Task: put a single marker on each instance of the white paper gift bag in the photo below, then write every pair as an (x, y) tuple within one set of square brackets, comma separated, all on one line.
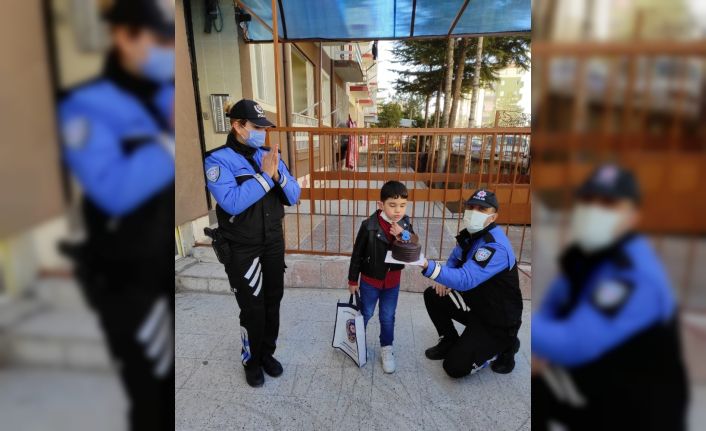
[(349, 332)]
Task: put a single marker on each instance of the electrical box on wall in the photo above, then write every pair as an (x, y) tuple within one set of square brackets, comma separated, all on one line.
[(220, 121)]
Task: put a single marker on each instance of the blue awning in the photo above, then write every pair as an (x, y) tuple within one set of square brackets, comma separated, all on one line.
[(360, 20)]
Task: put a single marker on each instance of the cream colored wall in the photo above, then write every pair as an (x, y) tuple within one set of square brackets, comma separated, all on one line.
[(218, 62)]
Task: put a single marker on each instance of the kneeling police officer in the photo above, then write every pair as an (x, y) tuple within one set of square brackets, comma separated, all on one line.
[(251, 185), (482, 292)]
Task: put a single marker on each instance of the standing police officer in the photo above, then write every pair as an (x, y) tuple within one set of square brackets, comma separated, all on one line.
[(605, 342), (251, 185), (482, 292), (118, 138)]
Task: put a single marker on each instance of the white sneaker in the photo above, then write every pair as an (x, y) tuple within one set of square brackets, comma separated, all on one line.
[(388, 359)]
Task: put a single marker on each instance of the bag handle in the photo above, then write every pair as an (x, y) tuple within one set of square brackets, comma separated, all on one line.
[(357, 300)]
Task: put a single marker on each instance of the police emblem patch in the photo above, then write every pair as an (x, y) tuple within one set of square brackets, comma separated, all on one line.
[(213, 173), (75, 132), (482, 254), (608, 175), (610, 295)]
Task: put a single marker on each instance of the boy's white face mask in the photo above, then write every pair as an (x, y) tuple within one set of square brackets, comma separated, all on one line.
[(474, 220), (594, 227), (385, 217)]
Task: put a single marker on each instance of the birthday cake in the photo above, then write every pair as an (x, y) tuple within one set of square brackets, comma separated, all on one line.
[(405, 250)]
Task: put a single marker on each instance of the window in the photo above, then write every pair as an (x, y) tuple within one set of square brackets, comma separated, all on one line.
[(326, 98), (262, 65)]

-------

* Exercise objective *
Reproduce the part of the listing that opens with the line containing "Task: put a single marker on each instance of the bag" and closes with the line containing "[(213, 173), (75, 132), (482, 254), (608, 175), (610, 295)]", replacing "marker" with "point" and leaving everything else unchanged.

* Correct answer *
Task: put a single point on each instance of the bag handle in the photo above, then write every pair as an (x, y) tuple within one set of square brackets, comma separated, all on one line.
[(357, 300)]
Task: put a single point on each instance of the police emblem patch in the photo above, then write every pair as an (x, y) tuple within one set of square brackets, comma separated, all on one line.
[(213, 173), (75, 132), (482, 254), (608, 175), (610, 295)]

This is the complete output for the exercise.